WHAT YOU ARE ASKED TO DO — Return only that part of the material below which starts with the line containing "288L513 293L543 289L542" and goes on through the line containing "453L812 482L822 530L841", restated exactly.

RECORDS FOR THIS EXERCISE —

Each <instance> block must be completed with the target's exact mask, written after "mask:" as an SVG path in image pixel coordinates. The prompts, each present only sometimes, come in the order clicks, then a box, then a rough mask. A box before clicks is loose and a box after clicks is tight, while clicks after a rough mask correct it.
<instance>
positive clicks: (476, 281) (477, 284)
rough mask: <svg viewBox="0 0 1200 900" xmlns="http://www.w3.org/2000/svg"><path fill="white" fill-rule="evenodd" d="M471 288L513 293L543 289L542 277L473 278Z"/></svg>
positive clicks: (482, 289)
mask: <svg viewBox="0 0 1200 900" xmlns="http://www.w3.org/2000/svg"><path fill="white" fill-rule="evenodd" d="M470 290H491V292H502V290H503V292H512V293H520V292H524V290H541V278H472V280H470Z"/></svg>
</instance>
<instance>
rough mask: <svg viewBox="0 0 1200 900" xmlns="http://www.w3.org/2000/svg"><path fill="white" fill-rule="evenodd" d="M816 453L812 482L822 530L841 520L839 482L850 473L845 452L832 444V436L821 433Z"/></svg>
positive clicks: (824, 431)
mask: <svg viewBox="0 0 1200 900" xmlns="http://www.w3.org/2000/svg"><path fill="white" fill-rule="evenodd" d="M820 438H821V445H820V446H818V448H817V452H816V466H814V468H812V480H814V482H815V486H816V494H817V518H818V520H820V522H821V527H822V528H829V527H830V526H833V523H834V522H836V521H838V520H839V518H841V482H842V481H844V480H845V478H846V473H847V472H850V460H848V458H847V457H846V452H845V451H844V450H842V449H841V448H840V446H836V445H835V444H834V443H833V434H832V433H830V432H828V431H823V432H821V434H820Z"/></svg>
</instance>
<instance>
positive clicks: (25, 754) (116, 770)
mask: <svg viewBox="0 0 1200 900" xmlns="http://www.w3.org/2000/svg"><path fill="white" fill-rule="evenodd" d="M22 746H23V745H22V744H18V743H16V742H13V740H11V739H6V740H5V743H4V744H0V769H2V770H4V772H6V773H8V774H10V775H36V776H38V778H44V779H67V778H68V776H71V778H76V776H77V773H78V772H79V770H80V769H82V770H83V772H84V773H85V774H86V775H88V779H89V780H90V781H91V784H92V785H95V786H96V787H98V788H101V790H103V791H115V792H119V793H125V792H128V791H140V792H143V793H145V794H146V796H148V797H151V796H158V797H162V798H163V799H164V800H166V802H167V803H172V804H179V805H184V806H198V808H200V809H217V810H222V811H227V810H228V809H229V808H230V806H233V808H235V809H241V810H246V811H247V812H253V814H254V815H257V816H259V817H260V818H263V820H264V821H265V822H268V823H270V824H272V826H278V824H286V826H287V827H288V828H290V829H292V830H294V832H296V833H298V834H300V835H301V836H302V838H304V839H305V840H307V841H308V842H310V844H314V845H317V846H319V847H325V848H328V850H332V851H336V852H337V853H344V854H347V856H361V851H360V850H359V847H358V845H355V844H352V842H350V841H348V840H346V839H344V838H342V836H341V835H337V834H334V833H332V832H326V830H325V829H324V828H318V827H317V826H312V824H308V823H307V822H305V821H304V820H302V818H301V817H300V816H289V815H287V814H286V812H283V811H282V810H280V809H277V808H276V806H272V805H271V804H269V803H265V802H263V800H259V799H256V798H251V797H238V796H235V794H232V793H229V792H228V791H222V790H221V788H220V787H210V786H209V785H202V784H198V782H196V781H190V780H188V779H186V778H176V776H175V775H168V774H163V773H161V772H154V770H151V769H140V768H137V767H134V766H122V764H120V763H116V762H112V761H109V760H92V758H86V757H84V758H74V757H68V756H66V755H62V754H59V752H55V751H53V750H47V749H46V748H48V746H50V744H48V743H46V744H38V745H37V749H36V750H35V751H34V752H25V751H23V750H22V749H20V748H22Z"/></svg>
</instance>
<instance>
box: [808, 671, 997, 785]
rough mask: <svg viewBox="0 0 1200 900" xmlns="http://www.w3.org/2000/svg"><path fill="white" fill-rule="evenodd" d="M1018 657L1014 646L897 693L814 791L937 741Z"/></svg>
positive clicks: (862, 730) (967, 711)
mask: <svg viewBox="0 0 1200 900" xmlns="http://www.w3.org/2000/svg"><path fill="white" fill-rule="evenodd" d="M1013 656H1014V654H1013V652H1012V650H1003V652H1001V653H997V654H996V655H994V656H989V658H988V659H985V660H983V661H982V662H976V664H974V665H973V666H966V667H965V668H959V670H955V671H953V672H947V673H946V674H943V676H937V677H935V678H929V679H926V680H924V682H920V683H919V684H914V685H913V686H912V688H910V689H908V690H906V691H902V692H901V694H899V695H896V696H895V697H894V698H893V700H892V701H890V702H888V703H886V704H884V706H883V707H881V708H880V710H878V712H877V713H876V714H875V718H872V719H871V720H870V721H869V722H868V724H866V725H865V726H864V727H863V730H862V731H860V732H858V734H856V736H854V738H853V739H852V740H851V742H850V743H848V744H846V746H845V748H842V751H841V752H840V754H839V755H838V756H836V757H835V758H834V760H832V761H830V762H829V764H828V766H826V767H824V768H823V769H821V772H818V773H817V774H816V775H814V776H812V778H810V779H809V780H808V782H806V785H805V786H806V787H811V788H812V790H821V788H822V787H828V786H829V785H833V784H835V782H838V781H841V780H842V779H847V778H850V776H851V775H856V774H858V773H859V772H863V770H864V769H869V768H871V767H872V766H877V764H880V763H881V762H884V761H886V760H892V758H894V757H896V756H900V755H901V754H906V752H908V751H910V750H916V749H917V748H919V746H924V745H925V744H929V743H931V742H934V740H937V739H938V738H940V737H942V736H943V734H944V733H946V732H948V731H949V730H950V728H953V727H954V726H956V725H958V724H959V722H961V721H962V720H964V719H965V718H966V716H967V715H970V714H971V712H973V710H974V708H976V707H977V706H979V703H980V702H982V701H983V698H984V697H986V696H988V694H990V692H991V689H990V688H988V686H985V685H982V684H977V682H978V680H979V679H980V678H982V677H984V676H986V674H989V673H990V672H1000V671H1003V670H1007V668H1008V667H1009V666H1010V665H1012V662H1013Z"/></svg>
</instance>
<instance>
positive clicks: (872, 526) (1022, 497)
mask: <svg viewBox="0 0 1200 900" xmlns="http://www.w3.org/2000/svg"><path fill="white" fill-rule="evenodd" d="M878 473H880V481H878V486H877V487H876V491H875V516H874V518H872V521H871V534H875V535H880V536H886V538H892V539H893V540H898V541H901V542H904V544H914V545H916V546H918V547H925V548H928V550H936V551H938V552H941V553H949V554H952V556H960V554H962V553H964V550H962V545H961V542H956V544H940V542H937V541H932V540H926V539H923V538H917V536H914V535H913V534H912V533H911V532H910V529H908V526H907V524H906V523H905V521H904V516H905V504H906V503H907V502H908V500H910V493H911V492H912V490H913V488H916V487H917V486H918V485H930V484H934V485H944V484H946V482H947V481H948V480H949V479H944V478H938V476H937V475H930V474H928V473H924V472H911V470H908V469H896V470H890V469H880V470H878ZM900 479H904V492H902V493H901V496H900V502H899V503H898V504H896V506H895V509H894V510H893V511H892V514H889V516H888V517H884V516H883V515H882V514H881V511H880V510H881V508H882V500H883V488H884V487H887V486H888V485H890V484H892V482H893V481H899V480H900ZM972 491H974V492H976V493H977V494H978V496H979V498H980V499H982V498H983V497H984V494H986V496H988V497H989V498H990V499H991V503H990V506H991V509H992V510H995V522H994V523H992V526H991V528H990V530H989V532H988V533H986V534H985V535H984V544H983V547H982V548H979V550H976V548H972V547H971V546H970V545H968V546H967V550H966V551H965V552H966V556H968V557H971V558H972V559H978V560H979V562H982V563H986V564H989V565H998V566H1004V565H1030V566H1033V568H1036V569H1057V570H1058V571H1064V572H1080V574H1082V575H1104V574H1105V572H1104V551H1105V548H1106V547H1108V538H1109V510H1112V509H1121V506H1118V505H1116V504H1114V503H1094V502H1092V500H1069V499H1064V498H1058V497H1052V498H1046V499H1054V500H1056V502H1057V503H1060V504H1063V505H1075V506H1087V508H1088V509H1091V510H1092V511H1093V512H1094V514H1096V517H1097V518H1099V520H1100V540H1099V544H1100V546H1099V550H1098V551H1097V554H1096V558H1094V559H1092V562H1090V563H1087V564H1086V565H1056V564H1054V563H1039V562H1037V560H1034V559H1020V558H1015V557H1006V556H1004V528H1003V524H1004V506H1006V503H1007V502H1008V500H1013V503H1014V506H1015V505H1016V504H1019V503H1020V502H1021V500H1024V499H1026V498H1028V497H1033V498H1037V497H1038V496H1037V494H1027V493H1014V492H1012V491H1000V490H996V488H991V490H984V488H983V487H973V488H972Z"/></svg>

THE ANSWER —
rough mask: <svg viewBox="0 0 1200 900" xmlns="http://www.w3.org/2000/svg"><path fill="white" fill-rule="evenodd" d="M471 288L513 293L543 289L542 277L473 278Z"/></svg>
positive clicks: (482, 289)
mask: <svg viewBox="0 0 1200 900" xmlns="http://www.w3.org/2000/svg"><path fill="white" fill-rule="evenodd" d="M470 290H491V292H502V290H503V292H512V293H520V292H524V290H541V278H472V280H470Z"/></svg>
</instance>
<instance>
rough mask: <svg viewBox="0 0 1200 900" xmlns="http://www.w3.org/2000/svg"><path fill="white" fill-rule="evenodd" d="M816 453L812 482L822 530L841 520L839 482L850 473L845 452L832 444V436L821 433Z"/></svg>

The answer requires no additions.